▸ **DIRECTIONS FOR THIS TASK**: Return each record shown beneath, word for word.

▸ **MATERIAL FOR THIS EXERCISE**:
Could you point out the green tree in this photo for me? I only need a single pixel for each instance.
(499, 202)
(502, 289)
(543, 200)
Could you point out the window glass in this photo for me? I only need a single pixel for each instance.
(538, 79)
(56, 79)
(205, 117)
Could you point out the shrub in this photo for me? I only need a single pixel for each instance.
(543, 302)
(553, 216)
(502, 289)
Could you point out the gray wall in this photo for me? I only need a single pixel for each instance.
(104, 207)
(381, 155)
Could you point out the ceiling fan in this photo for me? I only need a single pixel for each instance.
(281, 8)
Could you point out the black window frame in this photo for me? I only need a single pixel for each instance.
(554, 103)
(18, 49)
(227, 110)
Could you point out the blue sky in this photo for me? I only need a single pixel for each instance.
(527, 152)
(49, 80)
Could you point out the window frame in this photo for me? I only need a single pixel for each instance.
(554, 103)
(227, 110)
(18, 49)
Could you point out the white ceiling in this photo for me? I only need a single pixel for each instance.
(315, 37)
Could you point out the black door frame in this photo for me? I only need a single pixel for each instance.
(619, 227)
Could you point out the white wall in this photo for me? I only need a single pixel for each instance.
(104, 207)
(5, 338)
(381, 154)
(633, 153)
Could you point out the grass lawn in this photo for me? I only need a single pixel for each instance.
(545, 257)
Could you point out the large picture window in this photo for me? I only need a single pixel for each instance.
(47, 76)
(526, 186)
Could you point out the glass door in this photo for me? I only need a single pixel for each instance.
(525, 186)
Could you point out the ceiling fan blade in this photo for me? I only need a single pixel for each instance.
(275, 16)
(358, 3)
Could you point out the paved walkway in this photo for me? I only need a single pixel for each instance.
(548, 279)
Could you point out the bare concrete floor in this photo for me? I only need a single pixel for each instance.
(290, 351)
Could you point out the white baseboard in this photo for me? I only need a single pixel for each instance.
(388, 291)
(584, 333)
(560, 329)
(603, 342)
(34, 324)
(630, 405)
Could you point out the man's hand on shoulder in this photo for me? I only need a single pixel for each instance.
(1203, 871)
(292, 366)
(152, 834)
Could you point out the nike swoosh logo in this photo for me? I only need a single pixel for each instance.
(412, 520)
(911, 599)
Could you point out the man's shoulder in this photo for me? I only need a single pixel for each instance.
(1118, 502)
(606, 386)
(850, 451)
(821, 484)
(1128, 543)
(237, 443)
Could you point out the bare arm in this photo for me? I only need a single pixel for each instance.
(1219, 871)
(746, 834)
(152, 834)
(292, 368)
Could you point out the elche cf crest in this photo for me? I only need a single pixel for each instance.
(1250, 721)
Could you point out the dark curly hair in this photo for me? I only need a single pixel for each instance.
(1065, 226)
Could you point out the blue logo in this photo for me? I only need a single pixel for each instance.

▸ **EXPECTED OUTPUT**:
Could you point out the green tree in this photo for me? I only need a single pixel for each instance.
(499, 202)
(502, 289)
(543, 200)
Could you point out the window glass in this photo for me? I only need a single pixel for each instance.
(538, 79)
(56, 79)
(205, 117)
Could you point out the shrub in this photo for me? I only need a single pixel for each instance.
(543, 302)
(553, 216)
(502, 289)
Could you point out the gray wall in this photo for me? I only need a single pixel for each instance.
(104, 207)
(381, 155)
Could you point out the ceiling fan in this photo for me? I only need a single pixel for each instance.
(281, 8)
Could you point out the black window frame in this photo for me? I only need a single pixel for each instance.
(554, 103)
(18, 49)
(227, 110)
Could you point out the blue sky in this photo for me? I only need a single pixel for each instance.
(527, 152)
(49, 80)
Could you point out the window frame in this photo for me? I only need a single pixel for each instance.
(554, 103)
(227, 110)
(18, 49)
Could you point out the white ceiling in this photo for me? I only need a single pixel for each instance.
(315, 37)
Could you point out the black door frame in this photo for me? I only need a single pixel for each instance.
(619, 227)
Could you point out the white wall in this photo for me? I only need a single pixel for each instance.
(104, 207)
(5, 338)
(381, 154)
(633, 153)
Could you point out the grass lawn in this photo for me? I only need a single pixel for each instance.
(545, 257)
Could you point out the large picture window in this photo for me? I only need a single pixel for each instance.
(47, 76)
(526, 186)
Could you point out the glass door in this photo for me? I only need a single pixel for each instance.
(525, 186)
Could you point out the ceiling fan blade in this photo for me? I only need a single pixel for each instance.
(275, 16)
(358, 3)
Could you point out the paved walkway in this photo for me? I only need a single pixel for each instance.
(548, 279)
Could you point out the bare concrete floor in this photo for me? I only need a single pixel for each instance.
(290, 351)
Could you point out the white baseboard in this photo for me? I only need a single pixel for each instance.
(388, 291)
(584, 333)
(560, 329)
(603, 342)
(34, 324)
(630, 405)
Could you point out the man's hand on shoulder in this photo for me? I only need a single pixel for each instance.
(1203, 871)
(292, 366)
(152, 834)
Could you point out the nike swoosh logo in this photo for me? I only need a single pixel for each instance.
(412, 520)
(911, 599)
Could you point out the man's shoulder in this photo for me? I only need a single pixel for each instance.
(1118, 502)
(606, 386)
(850, 451)
(821, 484)
(1128, 543)
(237, 443)
Could you point out the bare arm in this photo for me? I only need a single pixel for each instance.
(1219, 871)
(746, 834)
(152, 834)
(292, 368)
Could you point out the elche cf crest in this photo for me? I only need a single pixel for each instance.
(1250, 721)
Could you point out the dark curly hair in this photo for me? I only need a single pixel for each instance.
(1065, 226)
Could you point out the blue logo in this photo for me? I only need a single pixel for each instance.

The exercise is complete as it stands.